Manitoba woman sues doctor, Southern Health Authority for negligence after stillbirth

A Manitoba woman has filed a lawsuit against her doctor and the Southern Health Authority, alleging that she received negligent care for a liver disorder during her pregnancy, which resulted in the stillbirth of her child.

Jenna-Lee Luptak is seeking general and special damages from the Winkler doctor and regional health authority after the stillbirth of her 37-week-old fetus at Boundary Trails Health Centre on Jan. 10, 2021.

A statement of defence hasn’t been filed and the allegations haven’t been proven in court.

The Gretna, Man., resident had previously seen the doctor in 2017, but first met with them in regards to her pregnancy in June 2020. She had experienced six miscarriages and the birth of a baby boy in 2015 before her eighth pregnancy, the claim says.

Blood work for Luptak was requested by the doctor on Dec. 29, 2020, after she presented symptoms of itching in her hands, feet, legs and abdomen.

The doctor also started Luptak on treatment for suspected intrahepatic cholestasis of pregnancy (ICP) — a liver disorder that can occur in late pregnancy, which Luptak says she also suffered in 2015.

SUPPLIED RECORDS:
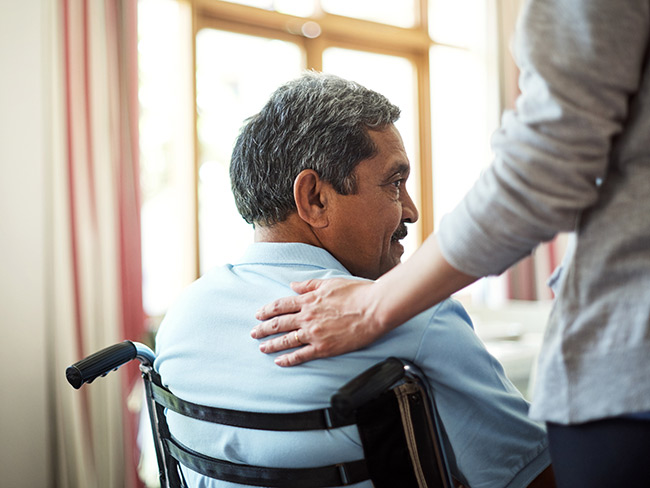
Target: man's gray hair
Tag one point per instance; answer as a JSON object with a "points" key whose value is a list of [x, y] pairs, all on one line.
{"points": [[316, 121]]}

--

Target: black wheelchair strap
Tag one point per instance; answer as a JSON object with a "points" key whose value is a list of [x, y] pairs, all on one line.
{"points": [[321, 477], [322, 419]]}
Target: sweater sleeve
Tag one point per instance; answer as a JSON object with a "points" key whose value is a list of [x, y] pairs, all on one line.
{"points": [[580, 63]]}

WORK REQUIRED: Copy word for word the part of the stillbirth lawsuit article that begins with the words "Blood work for" and ends with "suffered in 2015.".

OUTPUT FOR THIS EXERCISE:
Blood work for Luptak was requested by the doctor on Dec. 29, 2020, after she presented symptoms of itching in her hands, feet, legs and abdomen.

The doctor also started Luptak on treatment for suspected intrahepatic cholestasis of pregnancy (ICP) — a liver disorder that can occur in late pregnancy, which Luptak says she also suffered in 2015.